> _Provided text_
== Segment start ==
How to Avoid Predictable Errors
Pressure-testing assumptions, especially before difficult-to-reverse decisions are made, is increasingly vital. Here are five common pitfalls leaders make in interpreting analyses, along with the questions that will help you steer clear of them.
These kinds of discussions can help ensure the thoughtful weighing of evidence. But all too often they get derailed even when they would be productive. Countless studies have shown that hierarchies can lead people to withhold dissenting views and that discussion participants tend to shy away from sharing potentially relevant data or asking probing questions when they don’t experience psychological safety—the belief that candor is expected and won’t be punished. Without psychological safety, the approach we’ve described is less likely to work.
Teams benefit when their members feel that offering up data, ideas, concerns, and alternative views will be valued by their peers and managers alike. Most important, in many discussions, participants should view asking probing questions as part of their job. Much has been written about how to build psychological safety in a team. (See “Why Employees Are Afraid to Speak,” by James R. Detert and Amy C. Edmondson, HBR, May 2007.) But it’s especially critical to establish it in a team that seeks to use evidence to make business decisions—so that the fear of raising unpopular findings doesn’t cause members to miss critical data.
The chilling effect of low psychological safety was evident in the response to experimental research at Facebook that looked at whether showing more positive versus negative posts affected users’ emotions. In 2014, in the aftermath of public backlash to the research—which arose partly because people didn’t know that Facebook was running these types of experiments—CEO Mark Zuckerberg pulled the plug on ongoing external-facing research projects.
That deterred employees from undertaking experiments that might explore Facebook’s social impact proactively. More recently, Zuckerberg has changed course and expressed renewed interest in external research. However, had he created an atmosphere where Facebook executives felt able to thoughtfully discuss the negative effects of social media a decade ago, the company might have avoided some of its recent reputational challenges related to misinformation and its effects on user well-being.
From Data to Decisions
Decision-making in the face of uncertainty is necessarily iterative; it requires regular pauses for reflection on both information and process. Effective teams will learn from data, adjust plans accordingly, and deliberately work on improving their discussions.
== Segment end ==
> _Exercise requirements_
• a. Based on the text about avoiding predictable errors, decide whether each statement agrees with it. Answer yes or no for each, and quote the exact words from the text that settle it. (i) In 2014, Mark Zuckerberg stopped ongoing external-facing research projects at Facebook. (ii) Making decisions under uncertainty is something a team can do once without going back over it. (iii) The text promises seven common pitfalls that leaders make in reading analyses.
• b. Transcribe the part of the text about avoiding predictable errors from "That deterred employees" up to and including "on user well-being.".
Use only the text above, with no outside knowledge.

> _Data under study_
== Segment start ==
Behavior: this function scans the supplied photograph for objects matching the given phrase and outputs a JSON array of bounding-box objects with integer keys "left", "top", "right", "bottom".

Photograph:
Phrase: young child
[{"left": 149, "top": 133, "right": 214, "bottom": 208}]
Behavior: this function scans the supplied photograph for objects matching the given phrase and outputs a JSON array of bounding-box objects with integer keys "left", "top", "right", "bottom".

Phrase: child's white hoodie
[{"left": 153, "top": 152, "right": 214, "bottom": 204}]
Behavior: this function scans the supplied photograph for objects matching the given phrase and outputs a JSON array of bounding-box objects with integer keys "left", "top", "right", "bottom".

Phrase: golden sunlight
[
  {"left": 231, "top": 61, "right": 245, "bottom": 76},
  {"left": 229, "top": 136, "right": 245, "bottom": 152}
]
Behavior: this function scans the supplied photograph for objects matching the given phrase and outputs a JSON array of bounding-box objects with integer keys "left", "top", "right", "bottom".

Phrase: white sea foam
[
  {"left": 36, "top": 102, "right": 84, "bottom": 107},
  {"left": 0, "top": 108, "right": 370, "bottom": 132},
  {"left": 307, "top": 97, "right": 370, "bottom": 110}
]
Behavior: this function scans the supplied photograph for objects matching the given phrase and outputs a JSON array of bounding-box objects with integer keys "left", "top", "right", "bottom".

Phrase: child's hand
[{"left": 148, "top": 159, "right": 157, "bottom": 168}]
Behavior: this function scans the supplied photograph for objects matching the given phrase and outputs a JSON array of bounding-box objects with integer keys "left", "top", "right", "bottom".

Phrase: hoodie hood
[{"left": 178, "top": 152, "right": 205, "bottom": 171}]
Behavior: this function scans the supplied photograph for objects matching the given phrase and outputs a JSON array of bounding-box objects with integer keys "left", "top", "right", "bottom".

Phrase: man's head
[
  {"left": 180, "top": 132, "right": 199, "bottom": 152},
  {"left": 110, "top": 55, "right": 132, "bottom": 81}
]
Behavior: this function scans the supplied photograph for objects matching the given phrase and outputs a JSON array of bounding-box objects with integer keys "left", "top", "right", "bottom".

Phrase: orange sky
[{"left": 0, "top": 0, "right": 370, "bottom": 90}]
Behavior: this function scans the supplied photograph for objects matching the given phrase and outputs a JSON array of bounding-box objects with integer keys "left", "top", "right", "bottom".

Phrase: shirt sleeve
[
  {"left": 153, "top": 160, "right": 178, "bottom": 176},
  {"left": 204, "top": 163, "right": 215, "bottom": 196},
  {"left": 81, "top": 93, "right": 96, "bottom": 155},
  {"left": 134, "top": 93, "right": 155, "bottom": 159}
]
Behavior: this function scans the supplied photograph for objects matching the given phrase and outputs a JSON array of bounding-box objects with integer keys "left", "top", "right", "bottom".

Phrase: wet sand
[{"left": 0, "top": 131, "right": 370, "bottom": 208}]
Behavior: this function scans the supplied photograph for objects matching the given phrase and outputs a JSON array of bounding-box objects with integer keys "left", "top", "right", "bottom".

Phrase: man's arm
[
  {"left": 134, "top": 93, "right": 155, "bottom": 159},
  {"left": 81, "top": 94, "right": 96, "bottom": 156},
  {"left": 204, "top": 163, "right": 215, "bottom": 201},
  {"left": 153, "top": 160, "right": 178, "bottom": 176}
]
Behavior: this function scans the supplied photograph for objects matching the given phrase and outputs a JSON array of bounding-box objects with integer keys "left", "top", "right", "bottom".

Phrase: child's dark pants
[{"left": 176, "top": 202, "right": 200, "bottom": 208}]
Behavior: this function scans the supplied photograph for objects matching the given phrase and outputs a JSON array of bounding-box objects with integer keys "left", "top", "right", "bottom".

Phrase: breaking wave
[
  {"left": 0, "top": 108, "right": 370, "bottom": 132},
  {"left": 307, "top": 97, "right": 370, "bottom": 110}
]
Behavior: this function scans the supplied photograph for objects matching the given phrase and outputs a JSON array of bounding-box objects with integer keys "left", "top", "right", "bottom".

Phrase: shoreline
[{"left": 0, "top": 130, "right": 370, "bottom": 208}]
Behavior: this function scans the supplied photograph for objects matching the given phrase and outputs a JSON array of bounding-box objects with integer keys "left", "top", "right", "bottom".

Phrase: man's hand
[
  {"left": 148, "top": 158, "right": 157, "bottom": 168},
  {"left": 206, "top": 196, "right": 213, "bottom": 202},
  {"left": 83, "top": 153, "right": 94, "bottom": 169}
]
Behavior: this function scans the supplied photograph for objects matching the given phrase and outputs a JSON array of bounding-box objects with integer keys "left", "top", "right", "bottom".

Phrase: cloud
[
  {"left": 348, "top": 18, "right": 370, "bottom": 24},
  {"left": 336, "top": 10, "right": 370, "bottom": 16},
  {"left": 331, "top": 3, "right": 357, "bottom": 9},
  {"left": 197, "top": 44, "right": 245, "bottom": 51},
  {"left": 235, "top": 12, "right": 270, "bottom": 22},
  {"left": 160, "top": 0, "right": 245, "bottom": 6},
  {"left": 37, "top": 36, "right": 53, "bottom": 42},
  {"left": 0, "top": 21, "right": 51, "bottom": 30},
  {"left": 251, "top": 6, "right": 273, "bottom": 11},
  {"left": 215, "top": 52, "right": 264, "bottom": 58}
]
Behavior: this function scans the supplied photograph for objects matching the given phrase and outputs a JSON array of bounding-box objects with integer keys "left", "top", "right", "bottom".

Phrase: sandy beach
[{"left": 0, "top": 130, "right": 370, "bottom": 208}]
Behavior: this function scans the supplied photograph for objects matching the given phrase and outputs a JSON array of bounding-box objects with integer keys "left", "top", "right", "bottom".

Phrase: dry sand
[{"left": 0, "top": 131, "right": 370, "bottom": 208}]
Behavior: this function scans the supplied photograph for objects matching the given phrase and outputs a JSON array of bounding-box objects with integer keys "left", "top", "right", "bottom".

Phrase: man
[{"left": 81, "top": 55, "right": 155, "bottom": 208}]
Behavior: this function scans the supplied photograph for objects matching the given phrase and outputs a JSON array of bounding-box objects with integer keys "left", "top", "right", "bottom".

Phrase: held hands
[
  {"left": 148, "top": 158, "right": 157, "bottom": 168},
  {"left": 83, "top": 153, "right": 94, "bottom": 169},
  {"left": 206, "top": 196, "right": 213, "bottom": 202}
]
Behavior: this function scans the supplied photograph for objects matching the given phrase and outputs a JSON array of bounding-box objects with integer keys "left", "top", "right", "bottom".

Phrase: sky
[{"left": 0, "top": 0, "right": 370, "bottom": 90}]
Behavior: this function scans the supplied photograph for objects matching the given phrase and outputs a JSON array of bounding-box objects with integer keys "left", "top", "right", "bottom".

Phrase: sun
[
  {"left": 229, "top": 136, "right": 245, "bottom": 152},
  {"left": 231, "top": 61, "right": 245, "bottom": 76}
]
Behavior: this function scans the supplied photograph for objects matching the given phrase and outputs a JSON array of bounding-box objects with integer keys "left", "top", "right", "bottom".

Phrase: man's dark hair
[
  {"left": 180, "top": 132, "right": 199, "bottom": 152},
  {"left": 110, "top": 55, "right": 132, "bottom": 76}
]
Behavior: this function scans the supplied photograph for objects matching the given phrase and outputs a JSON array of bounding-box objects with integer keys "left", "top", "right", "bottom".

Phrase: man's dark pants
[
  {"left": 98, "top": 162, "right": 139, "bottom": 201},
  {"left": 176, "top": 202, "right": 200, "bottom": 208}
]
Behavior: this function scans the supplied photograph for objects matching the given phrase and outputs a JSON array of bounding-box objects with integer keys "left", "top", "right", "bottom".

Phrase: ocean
== Segment end ==
> _Your responses_
• a.
(i) Yes: "CEO Mark Zuckerberg pulled the plug on ongoing external-facing research projects"
(ii) No: "Decision-making in the face of uncertainty is necessarily iterative"
(iii) No: "Here are five common pitfalls leaders make in interpreting analyses"

• b.
That deterred employees from undertaking experiments that might explore Facebook’s social impact proactively. More recently, Zuckerberg has changed course and expressed renewed interest in external research. However, had he created an atmosphere where Facebook executives felt able to thoughtfully discuss the negative effects of social media a decade ago, the company might have avoided some of its recent reputational challenges related to misinformation and its effects on user well-being.